Tasks to complete.
1. From the seminar summary, extract the passage from "Amanda Kirby noted" up to and including "notes were useful.", reproducing it word for word.
2. According to the seminar summary, how was neural noise proposed to explain the difficulties of children with DCD? Answer in one to three sentences.

Document passage.
——————
Seminar 3 –
Summary and Discussion

Terminology
Our first discussion focussed on the terminology we should use with respect to co-morbidity. Suggestions included co-occurrence and co-existence as possibilities with colleagues not favouring the term association. Detailed analysis of the terms revealed different preferences within the group but all related back to the formal definition with the core being motor behaviour and other difficulties noted as additional. There was a slight preference for the term ‘co-occurring’.

Amanda Kirby noted that in the end this is always a clinical decision examining the profile of the child. This in turn moved to aetiological considerations and how influential, necessary and indeed helpful this would prove to be. The group did not show consensus on this but the general feeling was that the information could be of use and as better information was provided its usefulness would increase in the future. The group was divided on whether long lists of historical notes were useful.

Overlapping symptoms and history
This concept of overlapping symptoms was taken up by Dido Green and discussion centred on which symptom to address when they were overlapping; again clinical judgement appeared to be favoured although formal assessment was a contributing factor in identifying priorities. Discussion moved to providing a better history of the child in the context of the family with debate on how much medical information was available and necessary. Overall development was taken as another theme with some children showing distinct changes in the profiles they present over time and a discussion on the dynamic nature of this change and the variables (constraints) that may influence this change in profile. The concept of MBD (and derivatives-ABD) was touched upon but it received little positive support as being a useful concept. Many of the group rejected it outright.

Elisabeth Hill examined heterogeneity in children with DCD noting overlap with other conditions such as ADHD. The question of how these different symptoms/conditions exist in the same individual; are they all part of the same condition or are they a number of separate symptoms? Statistical techniques such as cluster and factor analysis but we do yet have the cohort of studies that exist in other developmental disorders such as dyslexia and ADHD. The concept of Atypical Brain Development was again debated with questions asked about what we gain from it. A useful debate ensued with a short presentation of a model by John Morton in his recent book ‘Understanding Developmental Disorders’ in which he distinguishes between the various levels of analysis noting we can do this at the biological/brain level, cognitive level, and behavioural level and we need to be clear of which one we are using when making comparisons.

Characteristics
Mark Mon Williams gave us an account of experimental work that may help to explain some of the characteristics of children with DCD. Specifically he gave an elegant account of work on aiming movements examining Fitts’ Law which involves an explanation of the relationship between the difficulty of a movement, as defined by the width of a target and the distance to travel, and the speed of the movement. Discussions surrounded whether DCD children operate in the same manner and whether Fitts’ Law operates in more complex movements.

Discussion also took place on why children with DCD have these problems and the concept of noise within the system was proposed with engineering analogies used to show that noise, in this case neural noise produces chaos in the system through disrupting the various signals possibly in the cerebellum or parietal cortex. This in turn translates into some of the unstable trajectories we may find in studies involving reaching and grasping in children with CP for example.
——————
Excerpted records.
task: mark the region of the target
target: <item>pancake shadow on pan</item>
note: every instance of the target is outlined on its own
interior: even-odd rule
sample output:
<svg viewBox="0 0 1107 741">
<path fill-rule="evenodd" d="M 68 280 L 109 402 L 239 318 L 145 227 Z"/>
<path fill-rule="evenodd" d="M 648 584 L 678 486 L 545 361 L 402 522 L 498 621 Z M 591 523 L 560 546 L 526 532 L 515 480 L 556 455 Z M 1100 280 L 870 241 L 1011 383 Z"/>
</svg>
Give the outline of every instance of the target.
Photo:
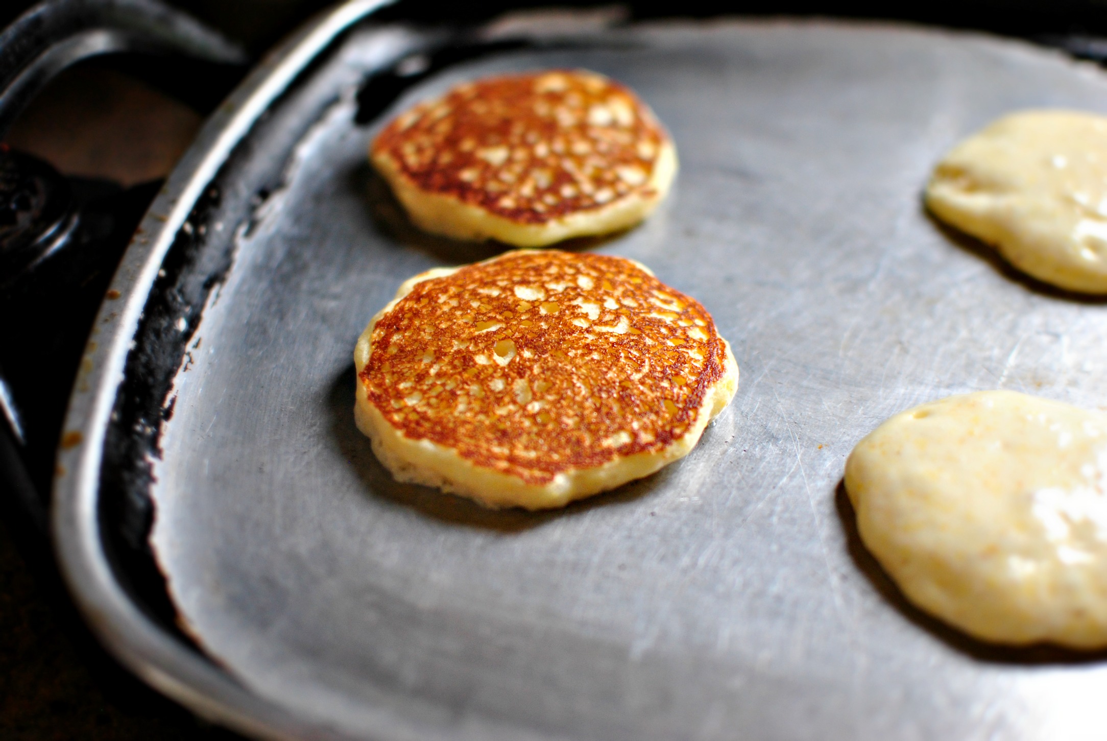
<svg viewBox="0 0 1107 741">
<path fill-rule="evenodd" d="M 900 615 L 914 626 L 942 640 L 946 646 L 966 653 L 977 661 L 1010 665 L 1082 665 L 1098 663 L 1107 660 L 1107 649 L 1098 651 L 1076 651 L 1053 646 L 1035 644 L 1033 646 L 1001 646 L 987 644 L 972 638 L 956 628 L 942 622 L 912 605 L 896 585 L 880 563 L 869 553 L 857 532 L 857 515 L 853 505 L 846 494 L 845 481 L 838 482 L 835 490 L 835 505 L 842 529 L 846 532 L 846 545 L 850 558 L 880 595 L 894 607 Z"/>
<path fill-rule="evenodd" d="M 395 195 L 393 195 L 392 188 L 389 187 L 385 179 L 381 177 L 368 161 L 350 171 L 350 179 L 352 187 L 358 193 L 363 194 L 369 206 L 369 213 L 376 228 L 392 237 L 397 245 L 427 253 L 448 265 L 465 265 L 487 260 L 496 255 L 515 249 L 514 246 L 500 241 L 462 241 L 423 231 L 411 223 L 404 207 L 396 200 Z M 566 239 L 565 241 L 548 245 L 548 247 L 566 251 L 597 249 L 619 239 L 628 231 L 637 228 L 637 226 L 634 225 L 627 229 L 594 237 Z"/>
<path fill-rule="evenodd" d="M 639 478 L 611 492 L 573 502 L 559 510 L 529 512 L 526 510 L 489 510 L 462 496 L 443 494 L 430 486 L 402 484 L 392 477 L 373 453 L 369 438 L 353 421 L 354 388 L 358 377 L 353 363 L 334 378 L 328 389 L 327 405 L 330 430 L 342 457 L 365 485 L 366 495 L 376 496 L 435 519 L 484 531 L 519 533 L 548 522 L 580 515 L 594 507 L 613 506 L 641 500 L 663 487 L 673 466 Z"/>
<path fill-rule="evenodd" d="M 1056 286 L 1052 286 L 1043 280 L 1038 280 L 1037 278 L 1026 275 L 1011 265 L 1011 263 L 1003 259 L 1000 255 L 1000 250 L 984 244 L 976 237 L 972 237 L 964 231 L 949 226 L 931 214 L 930 209 L 925 206 L 923 206 L 922 209 L 927 219 L 933 224 L 934 228 L 937 228 L 948 241 L 971 255 L 975 255 L 985 263 L 989 263 L 993 268 L 995 268 L 996 272 L 1011 282 L 1020 284 L 1023 288 L 1026 288 L 1030 291 L 1042 296 L 1048 296 L 1049 298 L 1073 301 L 1075 303 L 1086 303 L 1088 306 L 1107 306 L 1107 296 L 1079 294 L 1077 291 L 1065 290 L 1064 288 L 1057 288 Z"/>
</svg>

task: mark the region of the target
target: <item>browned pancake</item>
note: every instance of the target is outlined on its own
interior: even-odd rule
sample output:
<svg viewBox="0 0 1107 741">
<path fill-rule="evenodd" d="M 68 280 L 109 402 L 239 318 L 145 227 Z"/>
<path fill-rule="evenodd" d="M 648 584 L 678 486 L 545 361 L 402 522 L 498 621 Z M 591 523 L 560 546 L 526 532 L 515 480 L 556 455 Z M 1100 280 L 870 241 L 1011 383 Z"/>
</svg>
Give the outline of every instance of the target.
<svg viewBox="0 0 1107 741">
<path fill-rule="evenodd" d="M 371 154 L 424 228 L 523 246 L 548 244 L 527 241 L 528 234 L 545 234 L 534 228 L 545 225 L 568 224 L 573 234 L 629 226 L 660 199 L 675 171 L 672 145 L 649 107 L 625 86 L 586 71 L 458 85 L 392 121 Z M 415 203 L 421 195 L 445 200 L 431 207 Z M 438 212 L 451 204 L 478 215 L 443 217 Z M 493 222 L 480 222 L 479 214 Z M 570 219 L 589 214 L 597 229 L 587 228 L 588 219 Z M 478 220 L 458 224 L 470 217 Z M 505 231 L 508 225 L 531 228 Z M 562 231 L 551 234 L 565 238 Z"/>
<path fill-rule="evenodd" d="M 736 384 L 699 301 L 603 255 L 517 251 L 421 280 L 368 335 L 359 380 L 389 425 L 528 485 L 699 438 L 705 394 Z"/>
</svg>

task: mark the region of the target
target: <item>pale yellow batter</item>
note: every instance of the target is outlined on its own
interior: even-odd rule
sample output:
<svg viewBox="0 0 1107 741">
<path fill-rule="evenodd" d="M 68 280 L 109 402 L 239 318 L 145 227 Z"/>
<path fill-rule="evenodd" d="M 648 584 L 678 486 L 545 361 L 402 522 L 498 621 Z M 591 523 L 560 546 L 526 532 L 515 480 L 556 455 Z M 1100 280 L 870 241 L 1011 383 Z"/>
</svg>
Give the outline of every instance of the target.
<svg viewBox="0 0 1107 741">
<path fill-rule="evenodd" d="M 857 444 L 861 539 L 919 607 L 983 640 L 1107 646 L 1107 414 L 949 397 Z"/>
<path fill-rule="evenodd" d="M 1107 117 L 1049 110 L 1004 116 L 938 163 L 925 198 L 935 216 L 1020 270 L 1061 288 L 1107 292 Z"/>
</svg>

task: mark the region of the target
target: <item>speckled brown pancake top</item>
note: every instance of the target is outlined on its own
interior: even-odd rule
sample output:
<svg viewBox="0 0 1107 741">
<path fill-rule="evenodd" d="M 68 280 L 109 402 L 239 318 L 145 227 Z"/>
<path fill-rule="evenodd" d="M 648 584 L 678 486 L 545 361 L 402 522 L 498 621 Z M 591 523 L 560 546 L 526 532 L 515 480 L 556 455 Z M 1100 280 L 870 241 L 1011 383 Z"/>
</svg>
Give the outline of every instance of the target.
<svg viewBox="0 0 1107 741">
<path fill-rule="evenodd" d="M 668 136 L 630 90 L 584 71 L 468 82 L 392 121 L 373 142 L 418 188 L 544 224 L 638 191 Z"/>
<path fill-rule="evenodd" d="M 371 346 L 360 380 L 394 428 L 538 485 L 666 447 L 726 361 L 696 300 L 630 260 L 555 250 L 416 284 Z"/>
</svg>

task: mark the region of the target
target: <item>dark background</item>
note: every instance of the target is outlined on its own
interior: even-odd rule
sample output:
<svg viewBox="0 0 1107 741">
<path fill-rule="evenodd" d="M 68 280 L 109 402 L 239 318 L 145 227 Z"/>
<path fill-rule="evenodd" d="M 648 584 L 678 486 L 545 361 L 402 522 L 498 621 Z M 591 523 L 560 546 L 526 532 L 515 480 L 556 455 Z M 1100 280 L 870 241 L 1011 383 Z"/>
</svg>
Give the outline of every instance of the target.
<svg viewBox="0 0 1107 741">
<path fill-rule="evenodd" d="M 0 27 L 31 4 L 0 0 Z M 257 59 L 331 3 L 174 0 L 172 4 L 219 29 Z M 577 4 L 583 3 L 525 0 L 514 7 Z M 508 8 L 505 2 L 441 7 L 402 0 L 383 14 L 424 23 L 465 23 Z M 884 2 L 880 7 L 863 2 L 681 0 L 637 3 L 632 17 L 721 12 L 911 20 L 985 29 L 1064 45 L 1080 55 L 1107 56 L 1107 44 L 1099 40 L 1107 35 L 1107 0 L 934 0 Z M 22 114 L 6 143 L 50 162 L 68 176 L 111 182 L 138 194 L 153 193 L 152 184 L 168 175 L 215 103 L 182 102 L 148 78 L 113 60 L 94 60 L 71 69 Z M 142 203 L 138 206 L 141 214 Z M 33 353 L 38 348 L 41 352 L 39 344 L 45 347 L 46 342 L 29 346 L 25 351 Z M 68 383 L 62 385 L 53 393 L 68 393 Z M 59 398 L 63 404 L 64 399 Z M 45 452 L 40 467 L 49 481 L 53 445 L 42 447 Z M 100 648 L 70 604 L 49 543 L 9 494 L 0 485 L 0 740 L 237 739 L 146 688 Z"/>
</svg>

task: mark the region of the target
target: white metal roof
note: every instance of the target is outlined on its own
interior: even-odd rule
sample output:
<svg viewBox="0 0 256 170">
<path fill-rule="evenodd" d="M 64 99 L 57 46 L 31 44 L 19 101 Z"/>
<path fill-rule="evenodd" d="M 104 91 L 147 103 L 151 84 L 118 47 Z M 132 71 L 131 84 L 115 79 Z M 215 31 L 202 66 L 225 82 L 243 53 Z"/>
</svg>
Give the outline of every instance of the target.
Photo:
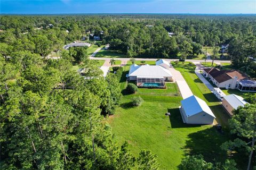
<svg viewBox="0 0 256 170">
<path fill-rule="evenodd" d="M 181 105 L 187 117 L 191 116 L 204 111 L 205 113 L 216 118 L 205 101 L 195 95 L 181 100 Z"/>
<path fill-rule="evenodd" d="M 244 100 L 244 98 L 241 96 L 231 94 L 223 97 L 233 107 L 236 109 L 238 106 L 244 106 L 248 103 Z"/>
<path fill-rule="evenodd" d="M 129 71 L 129 76 L 156 77 L 156 76 L 172 76 L 170 70 L 159 65 L 138 65 L 133 64 Z"/>
<path fill-rule="evenodd" d="M 161 65 L 162 64 L 165 64 L 168 65 L 170 67 L 170 63 L 166 60 L 161 59 L 161 60 L 159 60 L 157 61 L 156 62 L 156 65 Z"/>
</svg>

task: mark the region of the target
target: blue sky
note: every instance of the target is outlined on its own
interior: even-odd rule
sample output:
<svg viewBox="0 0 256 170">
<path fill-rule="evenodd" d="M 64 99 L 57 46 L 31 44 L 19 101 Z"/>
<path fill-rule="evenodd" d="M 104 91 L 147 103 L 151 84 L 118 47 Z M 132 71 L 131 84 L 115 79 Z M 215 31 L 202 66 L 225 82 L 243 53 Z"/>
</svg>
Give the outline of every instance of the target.
<svg viewBox="0 0 256 170">
<path fill-rule="evenodd" d="M 1 0 L 0 13 L 256 14 L 256 1 Z"/>
</svg>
——————
Your written answers.
1.
Amanda Kirby noted that in the end this is always a clinical decision examining the profile of the child. This in turn moved to aetiological considerations and how influential, necessary and indeed helpful this would prove to be. The group did not show consensus on this but the general feeling was that the information could be of use and as better information was provided its usefulness would increase in the future. The group was divided on whether long lists of historical notes were useful.

2. It was proposed that neural noise produces chaos in the system by disrupting the various signals, possibly in the cerebellum or parietal cortex. This disruption in turn translates into some of the unstable trajectories found in studies of reaching and grasping.